*WHAT THE EXERCISE ASKS*:
Each line of the data below that contains "number" must be copied.

*DATA RECORDS*:
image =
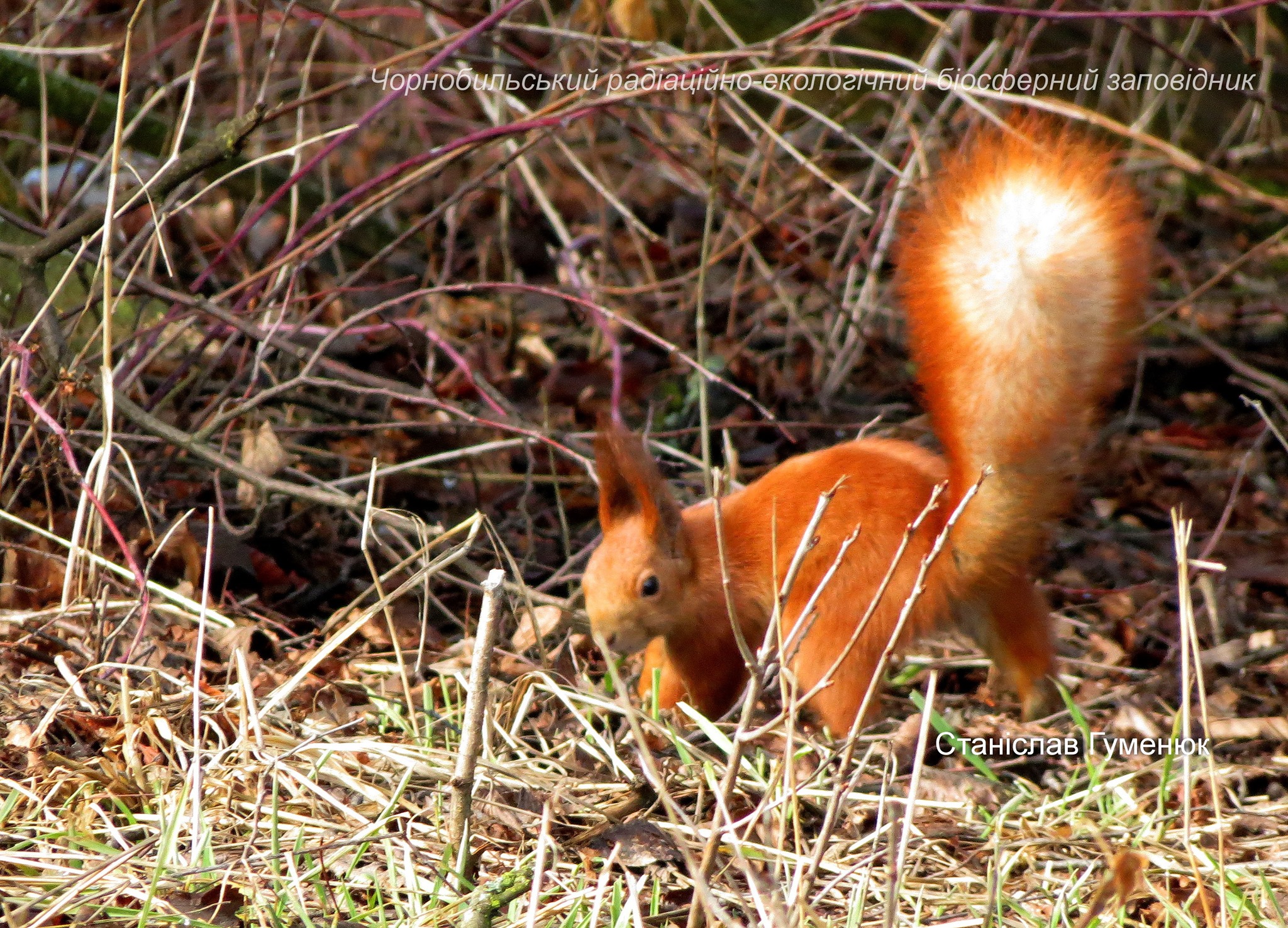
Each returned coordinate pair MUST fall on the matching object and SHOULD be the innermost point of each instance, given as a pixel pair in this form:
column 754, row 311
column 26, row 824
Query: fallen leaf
column 548, row 621
column 641, row 843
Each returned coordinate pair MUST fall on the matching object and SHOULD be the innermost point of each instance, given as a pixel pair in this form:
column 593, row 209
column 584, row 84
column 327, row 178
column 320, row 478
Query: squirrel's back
column 1022, row 276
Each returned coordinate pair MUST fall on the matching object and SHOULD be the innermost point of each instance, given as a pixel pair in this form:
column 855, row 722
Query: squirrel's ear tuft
column 618, row 499
column 631, row 484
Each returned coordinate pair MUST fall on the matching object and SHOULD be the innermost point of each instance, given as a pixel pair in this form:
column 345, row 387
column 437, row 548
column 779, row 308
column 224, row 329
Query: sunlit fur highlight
column 1022, row 276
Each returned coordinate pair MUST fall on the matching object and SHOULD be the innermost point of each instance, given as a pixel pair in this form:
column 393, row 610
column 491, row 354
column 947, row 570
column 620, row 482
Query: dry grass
column 311, row 376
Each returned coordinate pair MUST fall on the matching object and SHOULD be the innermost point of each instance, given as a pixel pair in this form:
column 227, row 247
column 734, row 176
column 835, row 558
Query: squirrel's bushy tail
column 1023, row 279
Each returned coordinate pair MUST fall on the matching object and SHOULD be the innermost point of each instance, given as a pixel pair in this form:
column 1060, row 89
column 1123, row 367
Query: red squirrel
column 1023, row 275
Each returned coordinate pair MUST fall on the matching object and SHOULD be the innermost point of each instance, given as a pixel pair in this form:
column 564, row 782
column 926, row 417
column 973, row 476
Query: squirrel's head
column 636, row 582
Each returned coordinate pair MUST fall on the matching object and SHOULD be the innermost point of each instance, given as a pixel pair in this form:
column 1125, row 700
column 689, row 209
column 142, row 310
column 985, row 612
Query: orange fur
column 1022, row 276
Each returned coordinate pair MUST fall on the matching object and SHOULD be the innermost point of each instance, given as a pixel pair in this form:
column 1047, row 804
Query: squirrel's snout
column 625, row 639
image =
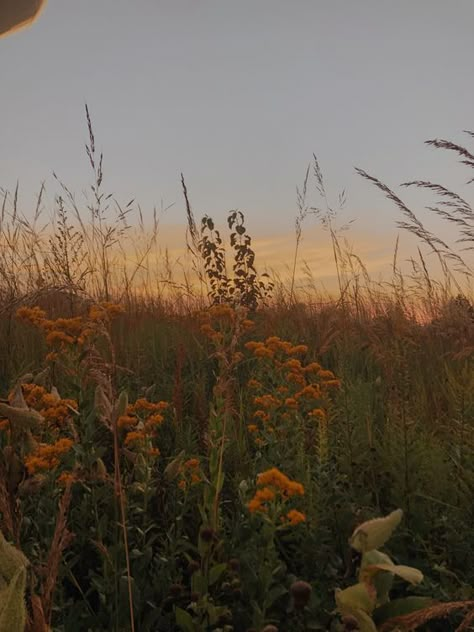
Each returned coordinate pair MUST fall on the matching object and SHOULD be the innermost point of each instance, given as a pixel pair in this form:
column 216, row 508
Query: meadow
column 221, row 449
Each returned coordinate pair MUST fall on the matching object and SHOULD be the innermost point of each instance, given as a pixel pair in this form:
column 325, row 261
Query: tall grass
column 133, row 541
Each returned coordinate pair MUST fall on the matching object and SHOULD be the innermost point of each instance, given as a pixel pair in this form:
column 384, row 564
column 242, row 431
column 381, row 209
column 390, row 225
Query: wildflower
column 134, row 437
column 295, row 378
column 261, row 414
column 255, row 384
column 153, row 421
column 263, row 352
column 298, row 349
column 293, row 364
column 326, row 375
column 252, row 345
column 311, row 391
column 295, row 517
column 126, row 421
column 65, row 478
column 265, row 494
column 318, row 413
column 191, row 464
column 267, row 401
column 59, row 336
column 332, row 383
column 313, row 367
column 35, row 463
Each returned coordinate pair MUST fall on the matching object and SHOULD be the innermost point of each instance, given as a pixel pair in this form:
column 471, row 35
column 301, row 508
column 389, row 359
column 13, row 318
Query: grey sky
column 238, row 94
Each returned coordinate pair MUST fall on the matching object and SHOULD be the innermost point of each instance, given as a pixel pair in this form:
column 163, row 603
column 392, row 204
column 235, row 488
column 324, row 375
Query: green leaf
column 358, row 601
column 382, row 581
column 361, row 596
column 12, row 603
column 184, row 620
column 198, row 583
column 216, row 573
column 408, row 573
column 400, row 607
column 373, row 534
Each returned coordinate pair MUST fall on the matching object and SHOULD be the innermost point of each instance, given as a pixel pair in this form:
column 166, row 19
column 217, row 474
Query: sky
column 238, row 95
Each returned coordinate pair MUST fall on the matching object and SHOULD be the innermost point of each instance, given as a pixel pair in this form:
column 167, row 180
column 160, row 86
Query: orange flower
column 332, row 383
column 326, row 375
column 263, row 352
column 313, row 367
column 295, row 517
column 153, row 421
column 134, row 437
column 267, row 401
column 261, row 414
column 65, row 478
column 255, row 384
column 318, row 413
column 125, row 421
column 293, row 364
column 298, row 349
column 191, row 464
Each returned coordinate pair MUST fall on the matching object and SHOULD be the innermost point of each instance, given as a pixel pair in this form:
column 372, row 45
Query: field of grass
column 211, row 453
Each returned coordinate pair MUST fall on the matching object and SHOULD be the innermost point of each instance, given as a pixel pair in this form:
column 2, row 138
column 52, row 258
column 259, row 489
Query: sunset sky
column 238, row 95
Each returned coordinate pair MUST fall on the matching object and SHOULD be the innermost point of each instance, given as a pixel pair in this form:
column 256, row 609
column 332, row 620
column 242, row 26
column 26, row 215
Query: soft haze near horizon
column 238, row 95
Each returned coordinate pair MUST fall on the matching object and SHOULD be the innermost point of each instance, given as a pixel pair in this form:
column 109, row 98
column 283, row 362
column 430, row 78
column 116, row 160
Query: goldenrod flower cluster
column 144, row 417
column 66, row 332
column 47, row 457
column 274, row 489
column 53, row 408
column 190, row 473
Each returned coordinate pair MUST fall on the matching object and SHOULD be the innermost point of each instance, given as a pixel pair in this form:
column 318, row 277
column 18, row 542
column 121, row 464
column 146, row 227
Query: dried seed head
column 193, row 566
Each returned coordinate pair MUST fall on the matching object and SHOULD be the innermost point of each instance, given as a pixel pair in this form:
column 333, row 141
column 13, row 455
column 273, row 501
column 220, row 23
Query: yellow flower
column 134, row 436
column 298, row 349
column 191, row 464
column 125, row 421
column 290, row 402
column 295, row 517
column 254, row 384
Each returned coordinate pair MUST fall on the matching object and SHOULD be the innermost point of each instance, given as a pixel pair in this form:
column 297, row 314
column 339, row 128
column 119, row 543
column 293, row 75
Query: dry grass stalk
column 62, row 538
column 412, row 621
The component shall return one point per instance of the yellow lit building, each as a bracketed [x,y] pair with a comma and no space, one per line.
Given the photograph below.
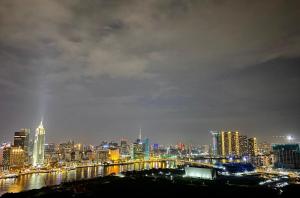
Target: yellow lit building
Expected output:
[228,143]
[114,154]
[13,157]
[252,146]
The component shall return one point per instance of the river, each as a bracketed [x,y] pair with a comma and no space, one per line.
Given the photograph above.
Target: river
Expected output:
[38,180]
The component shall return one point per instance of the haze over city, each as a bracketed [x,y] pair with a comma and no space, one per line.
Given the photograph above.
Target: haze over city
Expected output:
[101,70]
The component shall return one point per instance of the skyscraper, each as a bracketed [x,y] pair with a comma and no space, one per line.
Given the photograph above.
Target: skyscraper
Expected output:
[146,149]
[21,139]
[215,146]
[287,155]
[39,146]
[225,143]
[252,146]
[243,140]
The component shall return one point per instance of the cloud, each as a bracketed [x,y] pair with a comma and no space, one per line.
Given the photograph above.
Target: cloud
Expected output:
[193,64]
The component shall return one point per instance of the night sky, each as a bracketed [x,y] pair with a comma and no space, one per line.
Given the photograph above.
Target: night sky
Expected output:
[100,70]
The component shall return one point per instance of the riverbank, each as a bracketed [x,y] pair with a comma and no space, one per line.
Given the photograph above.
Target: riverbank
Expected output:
[154,182]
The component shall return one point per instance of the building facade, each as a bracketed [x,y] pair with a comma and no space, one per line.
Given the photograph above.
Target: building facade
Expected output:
[39,146]
[286,155]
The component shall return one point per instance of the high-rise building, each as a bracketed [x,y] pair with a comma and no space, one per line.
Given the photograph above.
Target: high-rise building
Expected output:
[243,140]
[146,149]
[124,148]
[137,151]
[13,158]
[286,155]
[114,154]
[225,143]
[264,148]
[21,139]
[252,147]
[39,146]
[215,143]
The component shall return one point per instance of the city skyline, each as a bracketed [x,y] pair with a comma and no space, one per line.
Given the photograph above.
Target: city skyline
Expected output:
[100,70]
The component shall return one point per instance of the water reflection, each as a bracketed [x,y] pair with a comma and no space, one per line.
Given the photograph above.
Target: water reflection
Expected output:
[38,180]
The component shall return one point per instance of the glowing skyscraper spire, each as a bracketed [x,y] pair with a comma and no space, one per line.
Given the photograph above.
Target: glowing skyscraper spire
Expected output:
[140,135]
[38,147]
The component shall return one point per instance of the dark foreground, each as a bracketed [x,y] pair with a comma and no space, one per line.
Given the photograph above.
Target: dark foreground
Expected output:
[156,183]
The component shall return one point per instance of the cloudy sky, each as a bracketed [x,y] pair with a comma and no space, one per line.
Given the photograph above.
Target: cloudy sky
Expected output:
[100,70]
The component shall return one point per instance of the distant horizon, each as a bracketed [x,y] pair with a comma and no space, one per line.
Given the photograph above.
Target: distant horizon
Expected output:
[118,139]
[177,68]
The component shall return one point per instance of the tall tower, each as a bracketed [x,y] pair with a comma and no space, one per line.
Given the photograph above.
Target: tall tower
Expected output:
[140,135]
[215,135]
[39,148]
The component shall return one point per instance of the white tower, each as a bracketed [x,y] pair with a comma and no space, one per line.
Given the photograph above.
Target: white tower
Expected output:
[38,147]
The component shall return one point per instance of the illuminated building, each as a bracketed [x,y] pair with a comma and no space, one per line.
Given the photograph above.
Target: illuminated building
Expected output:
[21,139]
[102,156]
[137,148]
[225,143]
[49,153]
[146,149]
[243,140]
[252,147]
[180,146]
[286,155]
[13,158]
[114,154]
[39,146]
[264,148]
[215,143]
[124,148]
[137,151]
[200,172]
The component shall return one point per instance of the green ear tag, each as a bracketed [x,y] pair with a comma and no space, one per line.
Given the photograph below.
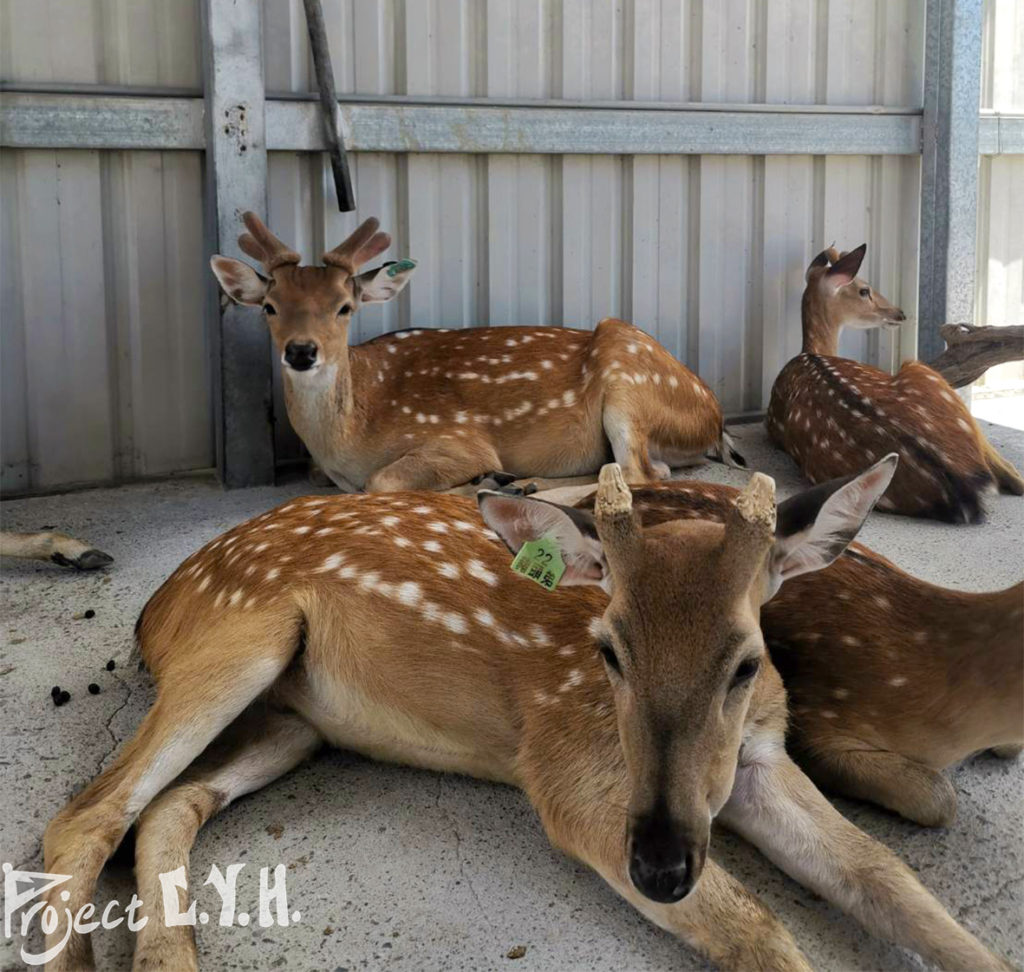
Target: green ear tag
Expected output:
[541,560]
[395,268]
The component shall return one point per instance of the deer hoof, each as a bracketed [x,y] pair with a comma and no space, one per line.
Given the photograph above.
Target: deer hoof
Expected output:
[495,479]
[88,560]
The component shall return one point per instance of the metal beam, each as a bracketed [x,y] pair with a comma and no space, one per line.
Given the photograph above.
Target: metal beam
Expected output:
[1000,134]
[474,128]
[60,121]
[87,121]
[236,180]
[949,169]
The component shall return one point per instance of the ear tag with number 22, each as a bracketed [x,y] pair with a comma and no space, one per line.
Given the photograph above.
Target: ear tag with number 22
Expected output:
[541,560]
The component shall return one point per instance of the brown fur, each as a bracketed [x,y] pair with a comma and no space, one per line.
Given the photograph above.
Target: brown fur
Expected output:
[834,416]
[433,409]
[308,611]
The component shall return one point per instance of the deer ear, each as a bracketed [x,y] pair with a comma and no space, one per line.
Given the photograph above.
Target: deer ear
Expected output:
[385,283]
[813,527]
[845,268]
[518,519]
[240,281]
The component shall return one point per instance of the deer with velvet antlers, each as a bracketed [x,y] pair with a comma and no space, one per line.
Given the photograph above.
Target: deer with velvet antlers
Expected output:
[634,705]
[890,679]
[834,415]
[431,409]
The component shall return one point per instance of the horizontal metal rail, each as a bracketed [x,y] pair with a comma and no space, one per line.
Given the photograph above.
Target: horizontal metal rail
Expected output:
[87,121]
[1000,134]
[62,120]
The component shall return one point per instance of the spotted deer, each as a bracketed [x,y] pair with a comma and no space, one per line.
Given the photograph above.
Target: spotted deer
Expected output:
[890,679]
[634,704]
[57,548]
[833,415]
[431,409]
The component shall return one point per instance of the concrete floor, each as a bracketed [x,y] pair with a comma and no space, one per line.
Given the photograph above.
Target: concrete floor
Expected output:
[394,867]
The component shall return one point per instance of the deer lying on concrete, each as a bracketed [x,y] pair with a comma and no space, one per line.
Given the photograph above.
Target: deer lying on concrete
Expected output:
[433,409]
[57,548]
[833,415]
[890,679]
[392,625]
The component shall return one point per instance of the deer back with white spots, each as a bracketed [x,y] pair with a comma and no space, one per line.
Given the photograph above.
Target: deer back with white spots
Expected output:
[834,415]
[634,704]
[436,408]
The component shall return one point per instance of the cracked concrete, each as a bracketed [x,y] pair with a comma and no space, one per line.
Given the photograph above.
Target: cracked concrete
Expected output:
[395,867]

*WRITTEN ANSWER*:
The component shall return one point per instance of the ear tag with number 22, each as a bracketed [x,y] pair with a comma and no space, one per line.
Target: ear tag with number 22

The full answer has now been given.